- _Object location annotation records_
━━━━━━━━━━
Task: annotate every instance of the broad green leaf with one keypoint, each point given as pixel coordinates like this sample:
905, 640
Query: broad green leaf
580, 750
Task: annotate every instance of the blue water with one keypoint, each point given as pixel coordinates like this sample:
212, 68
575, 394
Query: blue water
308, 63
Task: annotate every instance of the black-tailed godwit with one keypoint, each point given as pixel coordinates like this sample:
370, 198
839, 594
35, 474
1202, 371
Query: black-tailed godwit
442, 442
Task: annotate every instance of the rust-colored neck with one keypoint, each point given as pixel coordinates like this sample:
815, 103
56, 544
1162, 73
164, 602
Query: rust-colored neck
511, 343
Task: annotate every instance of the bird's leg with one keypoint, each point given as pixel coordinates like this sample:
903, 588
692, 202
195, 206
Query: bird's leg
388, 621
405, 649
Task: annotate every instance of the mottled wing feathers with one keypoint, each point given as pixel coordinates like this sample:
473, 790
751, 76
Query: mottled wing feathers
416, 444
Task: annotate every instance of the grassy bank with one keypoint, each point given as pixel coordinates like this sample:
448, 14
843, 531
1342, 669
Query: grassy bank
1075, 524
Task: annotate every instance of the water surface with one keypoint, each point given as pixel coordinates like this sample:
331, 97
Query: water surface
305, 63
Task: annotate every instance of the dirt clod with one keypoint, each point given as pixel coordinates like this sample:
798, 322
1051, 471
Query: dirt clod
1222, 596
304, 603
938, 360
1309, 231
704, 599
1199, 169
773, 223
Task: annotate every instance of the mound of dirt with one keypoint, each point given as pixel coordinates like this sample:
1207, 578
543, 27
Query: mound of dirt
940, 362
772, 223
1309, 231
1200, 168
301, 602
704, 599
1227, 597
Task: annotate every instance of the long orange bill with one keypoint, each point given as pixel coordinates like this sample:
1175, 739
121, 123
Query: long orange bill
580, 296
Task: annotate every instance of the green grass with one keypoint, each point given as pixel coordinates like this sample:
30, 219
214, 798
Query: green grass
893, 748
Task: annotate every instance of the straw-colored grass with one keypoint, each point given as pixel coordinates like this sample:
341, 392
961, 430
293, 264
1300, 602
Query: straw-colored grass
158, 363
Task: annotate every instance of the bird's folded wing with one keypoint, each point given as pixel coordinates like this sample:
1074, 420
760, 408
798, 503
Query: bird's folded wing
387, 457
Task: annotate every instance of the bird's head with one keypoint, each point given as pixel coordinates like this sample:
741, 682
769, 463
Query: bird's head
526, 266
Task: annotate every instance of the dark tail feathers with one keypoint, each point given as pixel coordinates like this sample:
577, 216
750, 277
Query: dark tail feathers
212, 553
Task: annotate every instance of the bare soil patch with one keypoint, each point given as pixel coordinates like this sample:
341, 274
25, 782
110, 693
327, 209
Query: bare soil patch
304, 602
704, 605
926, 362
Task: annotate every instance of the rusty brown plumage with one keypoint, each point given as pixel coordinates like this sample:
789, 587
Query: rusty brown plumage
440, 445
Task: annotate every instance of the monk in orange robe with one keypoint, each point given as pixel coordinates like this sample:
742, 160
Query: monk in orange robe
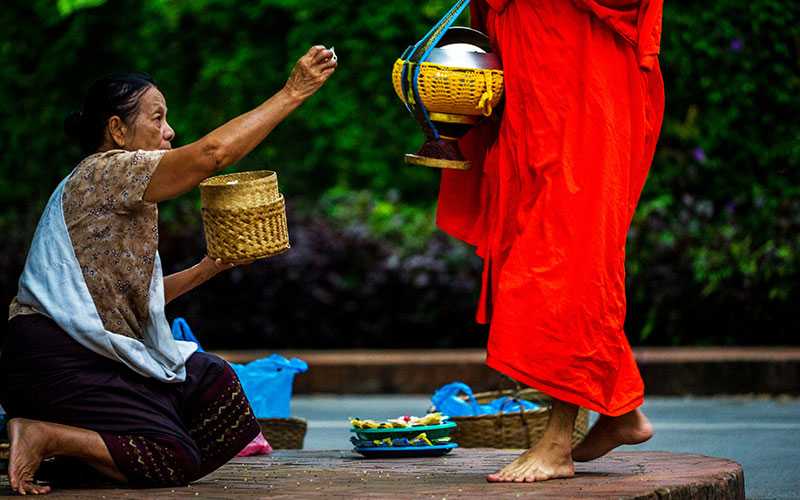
548, 204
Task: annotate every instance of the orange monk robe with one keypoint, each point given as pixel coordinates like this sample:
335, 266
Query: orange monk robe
552, 190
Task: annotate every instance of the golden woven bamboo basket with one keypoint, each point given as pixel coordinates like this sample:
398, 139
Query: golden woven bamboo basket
452, 90
244, 216
284, 433
513, 429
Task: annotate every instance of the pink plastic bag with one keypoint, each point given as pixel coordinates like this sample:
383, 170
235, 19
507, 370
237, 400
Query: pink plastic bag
258, 446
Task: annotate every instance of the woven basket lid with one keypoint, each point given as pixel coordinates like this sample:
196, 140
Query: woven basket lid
239, 190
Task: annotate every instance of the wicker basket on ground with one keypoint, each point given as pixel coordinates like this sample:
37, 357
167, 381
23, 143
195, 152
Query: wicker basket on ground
284, 433
244, 216
512, 429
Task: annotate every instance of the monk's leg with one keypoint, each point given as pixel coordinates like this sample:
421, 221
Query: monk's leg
551, 457
609, 432
32, 441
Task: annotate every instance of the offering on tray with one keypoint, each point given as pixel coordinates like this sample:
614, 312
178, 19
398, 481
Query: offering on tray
400, 422
405, 436
403, 442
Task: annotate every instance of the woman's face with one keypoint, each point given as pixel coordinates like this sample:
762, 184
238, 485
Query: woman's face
150, 129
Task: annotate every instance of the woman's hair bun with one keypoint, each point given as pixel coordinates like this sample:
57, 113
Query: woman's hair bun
73, 125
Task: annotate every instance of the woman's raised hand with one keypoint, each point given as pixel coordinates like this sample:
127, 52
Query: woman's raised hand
311, 72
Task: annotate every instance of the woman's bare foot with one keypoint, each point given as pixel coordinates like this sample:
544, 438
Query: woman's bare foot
546, 460
30, 440
610, 432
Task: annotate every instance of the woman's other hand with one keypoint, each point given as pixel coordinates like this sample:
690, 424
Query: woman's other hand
311, 72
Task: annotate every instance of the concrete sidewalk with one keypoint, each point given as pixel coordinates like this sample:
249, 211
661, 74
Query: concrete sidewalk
666, 370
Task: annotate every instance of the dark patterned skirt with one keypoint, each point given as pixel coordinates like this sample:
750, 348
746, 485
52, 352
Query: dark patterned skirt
159, 434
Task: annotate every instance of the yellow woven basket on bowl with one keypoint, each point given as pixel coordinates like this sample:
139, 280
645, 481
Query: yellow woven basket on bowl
244, 216
451, 90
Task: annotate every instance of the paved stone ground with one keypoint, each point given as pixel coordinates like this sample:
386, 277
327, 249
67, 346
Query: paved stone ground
762, 434
341, 474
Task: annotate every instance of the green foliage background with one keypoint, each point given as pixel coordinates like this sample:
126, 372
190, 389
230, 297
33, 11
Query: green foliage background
714, 253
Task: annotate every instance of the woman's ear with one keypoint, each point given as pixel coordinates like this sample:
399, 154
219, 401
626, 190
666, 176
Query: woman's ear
━━━━━━━━━━
Please quote word for word every line from the one containing "Task: annotate every instance of the yellow" through the final line of the records, including both.

- _TASK SOLUTION_
Task: annotate every instance of the yellow woven basket on bowl with one keypoint, each point given as pixel coordinates like this sample:
139, 280
645, 481
Query: yellow woven basket on bowl
244, 216
451, 90
Task: annotate every instance of the paved stone ground with one keypoint, each point given as pixel coordinates like this sample:
386, 277
327, 249
67, 346
Query: paved stone ground
762, 434
341, 474
Task: annotate every instance of the green foliage background with one keypoint, each point given as pixel coordinates like this sample:
126, 372
190, 389
230, 297
33, 11
Query: green foliage background
714, 253
Task: annotate every instance of the woman's ear with one keypoint, each point given as pixel coordinates like this sample:
399, 154
219, 401
626, 190
666, 176
Query: woman's ear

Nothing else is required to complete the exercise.